> **Description of the task**: Update the lines below by replacing "Point localization" with "Point detection" at every occurrence and leaving the rest unchanged.

> **Input**:
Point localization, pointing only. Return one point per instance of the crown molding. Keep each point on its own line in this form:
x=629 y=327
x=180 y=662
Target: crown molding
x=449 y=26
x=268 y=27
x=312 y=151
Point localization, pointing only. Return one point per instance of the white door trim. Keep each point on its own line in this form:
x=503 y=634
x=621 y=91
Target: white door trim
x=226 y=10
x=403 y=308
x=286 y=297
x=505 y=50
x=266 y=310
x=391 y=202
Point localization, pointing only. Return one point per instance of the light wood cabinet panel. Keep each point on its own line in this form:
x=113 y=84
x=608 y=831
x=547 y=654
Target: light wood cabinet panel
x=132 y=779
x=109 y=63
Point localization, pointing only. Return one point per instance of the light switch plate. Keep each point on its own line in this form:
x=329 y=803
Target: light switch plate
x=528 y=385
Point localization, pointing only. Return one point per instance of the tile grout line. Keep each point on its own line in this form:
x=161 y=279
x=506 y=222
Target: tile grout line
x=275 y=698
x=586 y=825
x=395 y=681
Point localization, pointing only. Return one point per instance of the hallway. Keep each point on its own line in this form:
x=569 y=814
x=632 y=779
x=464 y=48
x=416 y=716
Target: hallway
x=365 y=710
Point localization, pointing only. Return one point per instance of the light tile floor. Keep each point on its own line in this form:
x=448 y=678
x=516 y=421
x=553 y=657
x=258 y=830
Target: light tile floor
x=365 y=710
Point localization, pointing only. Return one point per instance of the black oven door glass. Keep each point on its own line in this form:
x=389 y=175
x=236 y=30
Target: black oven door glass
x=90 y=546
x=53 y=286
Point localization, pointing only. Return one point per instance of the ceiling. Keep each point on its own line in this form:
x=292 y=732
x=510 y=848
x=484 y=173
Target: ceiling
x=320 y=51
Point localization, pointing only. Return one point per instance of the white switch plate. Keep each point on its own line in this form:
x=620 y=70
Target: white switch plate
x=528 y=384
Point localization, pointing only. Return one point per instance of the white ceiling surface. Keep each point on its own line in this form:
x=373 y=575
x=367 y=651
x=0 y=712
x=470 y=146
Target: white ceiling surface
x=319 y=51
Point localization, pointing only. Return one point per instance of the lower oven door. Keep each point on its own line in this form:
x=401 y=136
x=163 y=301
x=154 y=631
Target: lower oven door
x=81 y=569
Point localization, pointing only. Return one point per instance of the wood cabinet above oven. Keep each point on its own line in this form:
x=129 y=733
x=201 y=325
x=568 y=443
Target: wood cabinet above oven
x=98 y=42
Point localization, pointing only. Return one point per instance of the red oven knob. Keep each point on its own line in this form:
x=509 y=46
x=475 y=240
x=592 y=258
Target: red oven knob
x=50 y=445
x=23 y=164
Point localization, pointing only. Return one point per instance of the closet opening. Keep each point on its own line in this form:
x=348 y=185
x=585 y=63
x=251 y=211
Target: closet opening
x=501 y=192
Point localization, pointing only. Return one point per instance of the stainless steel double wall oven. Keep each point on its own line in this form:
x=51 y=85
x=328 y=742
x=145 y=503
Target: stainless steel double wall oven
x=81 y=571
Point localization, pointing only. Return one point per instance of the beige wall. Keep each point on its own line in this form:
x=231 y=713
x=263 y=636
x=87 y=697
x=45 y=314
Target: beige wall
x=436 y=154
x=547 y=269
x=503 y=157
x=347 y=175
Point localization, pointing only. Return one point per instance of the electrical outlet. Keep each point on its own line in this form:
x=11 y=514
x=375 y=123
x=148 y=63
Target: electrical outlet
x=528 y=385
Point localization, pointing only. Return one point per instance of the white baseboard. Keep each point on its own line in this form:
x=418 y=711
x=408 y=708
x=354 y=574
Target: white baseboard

> **The reply**:
Point detection, pointing only. Return one point per instance of the crown molding. Keep each point on its own line in this form:
x=629 y=327
x=180 y=662
Target: crown molding
x=449 y=26
x=268 y=27
x=312 y=151
Point detection, pointing only. Return one point per instance of the white door trim. Keep each point on its own line in this form:
x=503 y=634
x=621 y=91
Target: white door trim
x=226 y=10
x=403 y=308
x=286 y=297
x=505 y=50
x=266 y=310
x=391 y=202
Point detection, pointing only. Return one point per instance of the light wood cabinet panel. Keep each point on its own line in this form:
x=113 y=84
x=608 y=831
x=547 y=654
Target: light wood cabinet panel
x=132 y=779
x=109 y=63
Point detection, pointing only. Return one point per instance of the light switch plate. Keep each point on its own line in this form:
x=329 y=803
Target: light switch plate
x=528 y=385
Point detection, pointing only. Return one point per instance of the tile grout line. Keep each point on its own line in this form:
x=161 y=279
x=506 y=222
Target: tile grout line
x=275 y=698
x=586 y=825
x=395 y=681
Point detection, pointing only. Return one point per instance of the hallway. Keep each point on its own line in this form:
x=569 y=814
x=632 y=779
x=464 y=48
x=416 y=716
Target: hallway
x=365 y=710
Point detection, pointing only. Return one point per instance of the light tile floor. Keep each point on its own line in this form:
x=448 y=678
x=516 y=421
x=553 y=657
x=258 y=830
Target: light tile floor
x=365 y=710
Point detection, pointing only. Return one point per instance of the black oven door glass. Keep each point on its own line in this form:
x=389 y=175
x=236 y=30
Target: black oven door glass
x=90 y=546
x=53 y=286
Point detection, pointing only. Return one point per instance of the ceiling. Keep each point on its own line in this form:
x=292 y=732
x=510 y=848
x=484 y=173
Target: ceiling
x=320 y=51
Point detection, pointing only. Return one point per instance of the white switch plate. Keep each point on its own line in this form:
x=620 y=70
Target: white switch plate
x=528 y=384
Point detection, pointing only. Return one point per instance of the white ceiling surface. Keep each point on its own line in this form:
x=373 y=575
x=367 y=651
x=0 y=712
x=470 y=146
Target: white ceiling surface
x=319 y=51
Point detection, pointing only. Return one point per instance of the lower oven door. Keep each point on its own line in this form:
x=401 y=136
x=163 y=301
x=154 y=631
Target: lower oven door
x=81 y=569
Point detection, pointing only. Return one point per instance of the wood cabinet above oven. Keep each point on its own line in this form:
x=129 y=733
x=201 y=325
x=568 y=443
Target: wood cabinet above oven
x=98 y=42
Point detection, pointing only. Return one point per instance of the red oven knob. Keep each point on its own line in this form:
x=509 y=46
x=475 y=240
x=592 y=258
Target: red oven knob
x=50 y=445
x=23 y=164
Point detection, pointing only. Return one point per instance of the closet opening. Keep each point on its own line in this form:
x=348 y=185
x=585 y=63
x=251 y=211
Target: closet opening
x=501 y=192
Point detection, pointing only. Return one point per instance of the stainless steel double wall oven. Keep each point on its own line in this form:
x=51 y=85
x=328 y=742
x=145 y=503
Target: stainless steel double wall oven
x=81 y=571
Point detection, pointing only. Return one point per instance of the beige wall. Keep each point on its own line in this form:
x=231 y=713
x=263 y=636
x=87 y=697
x=45 y=314
Target: beige wall
x=436 y=154
x=547 y=269
x=503 y=157
x=347 y=175
Point detection, pointing only. Return one point per instance of the electrical outlet. Keep each point on its own line in this form:
x=11 y=514
x=375 y=123
x=148 y=63
Target: electrical outlet
x=528 y=385
Point detection, pointing only. Return one point per instance of the white baseboard. Keep each point on its own line in this form:
x=418 y=711
x=408 y=708
x=354 y=574
Target: white baseboard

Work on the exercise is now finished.